*TASK BRIEF*
The answer is a number and nothing else: the count of lines in these entries containing the word "green".

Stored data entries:
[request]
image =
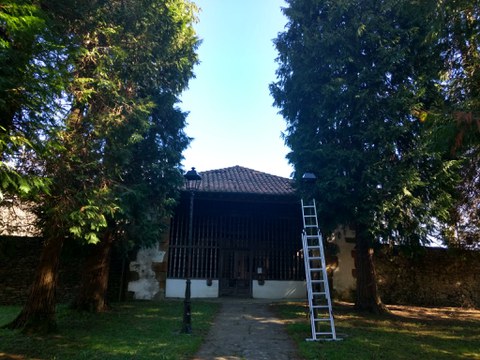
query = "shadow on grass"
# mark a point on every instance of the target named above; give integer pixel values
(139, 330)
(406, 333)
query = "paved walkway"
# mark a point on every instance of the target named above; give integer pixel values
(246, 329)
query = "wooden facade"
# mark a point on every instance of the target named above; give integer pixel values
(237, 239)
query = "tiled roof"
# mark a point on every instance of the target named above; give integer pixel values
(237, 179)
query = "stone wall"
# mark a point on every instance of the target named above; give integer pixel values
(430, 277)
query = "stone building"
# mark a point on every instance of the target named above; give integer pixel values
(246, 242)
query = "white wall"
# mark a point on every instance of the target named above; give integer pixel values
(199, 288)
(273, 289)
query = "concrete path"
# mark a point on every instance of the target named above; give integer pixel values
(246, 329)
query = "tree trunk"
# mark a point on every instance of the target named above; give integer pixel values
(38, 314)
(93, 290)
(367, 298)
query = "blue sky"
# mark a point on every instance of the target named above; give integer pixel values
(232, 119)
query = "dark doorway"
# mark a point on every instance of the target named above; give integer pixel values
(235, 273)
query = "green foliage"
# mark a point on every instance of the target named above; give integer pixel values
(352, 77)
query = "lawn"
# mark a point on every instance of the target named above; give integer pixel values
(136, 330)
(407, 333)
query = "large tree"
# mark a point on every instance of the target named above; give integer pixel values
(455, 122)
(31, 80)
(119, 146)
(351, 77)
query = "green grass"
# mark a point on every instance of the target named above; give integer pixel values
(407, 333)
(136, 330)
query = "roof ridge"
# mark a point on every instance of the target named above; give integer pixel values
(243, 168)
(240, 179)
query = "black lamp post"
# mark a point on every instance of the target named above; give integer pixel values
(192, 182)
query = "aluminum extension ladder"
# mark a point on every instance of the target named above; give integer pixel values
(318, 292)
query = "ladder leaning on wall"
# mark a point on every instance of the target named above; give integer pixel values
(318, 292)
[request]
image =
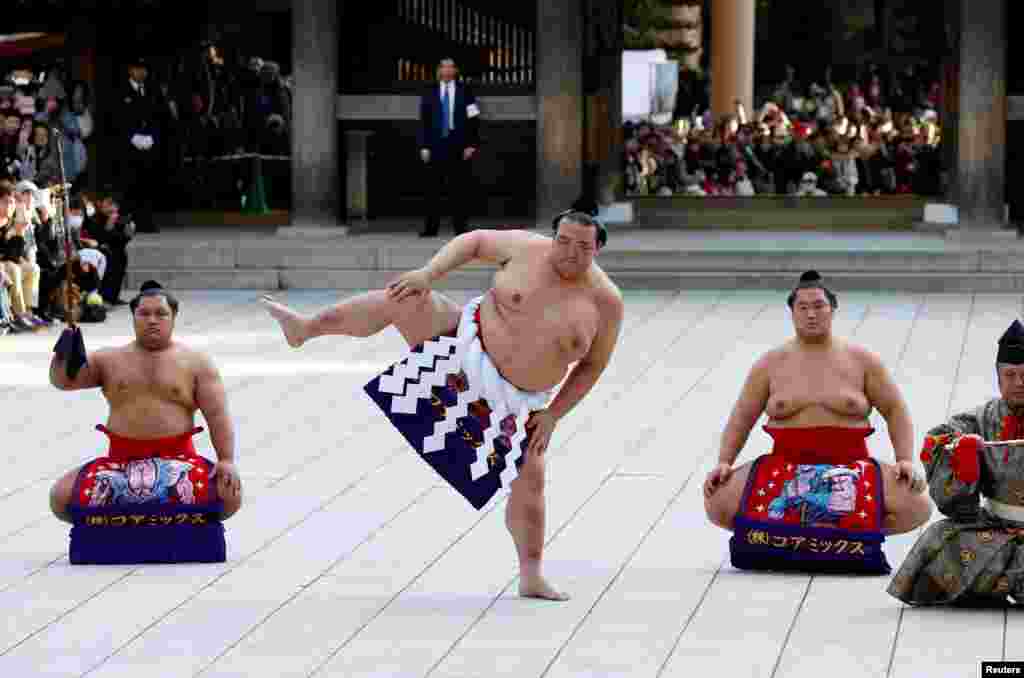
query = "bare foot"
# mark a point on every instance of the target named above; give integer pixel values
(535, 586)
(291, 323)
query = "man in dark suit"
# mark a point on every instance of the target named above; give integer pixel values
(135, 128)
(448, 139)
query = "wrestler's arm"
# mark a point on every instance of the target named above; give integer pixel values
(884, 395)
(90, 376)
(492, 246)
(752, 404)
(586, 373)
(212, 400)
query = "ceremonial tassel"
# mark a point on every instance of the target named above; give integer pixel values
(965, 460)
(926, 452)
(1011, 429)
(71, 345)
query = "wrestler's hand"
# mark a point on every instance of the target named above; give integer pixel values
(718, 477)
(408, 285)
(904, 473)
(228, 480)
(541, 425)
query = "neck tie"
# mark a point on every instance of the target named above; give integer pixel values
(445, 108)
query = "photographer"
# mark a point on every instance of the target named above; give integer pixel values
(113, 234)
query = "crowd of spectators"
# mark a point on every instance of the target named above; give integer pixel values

*RESPONSE TO THIS EXERCISE*
2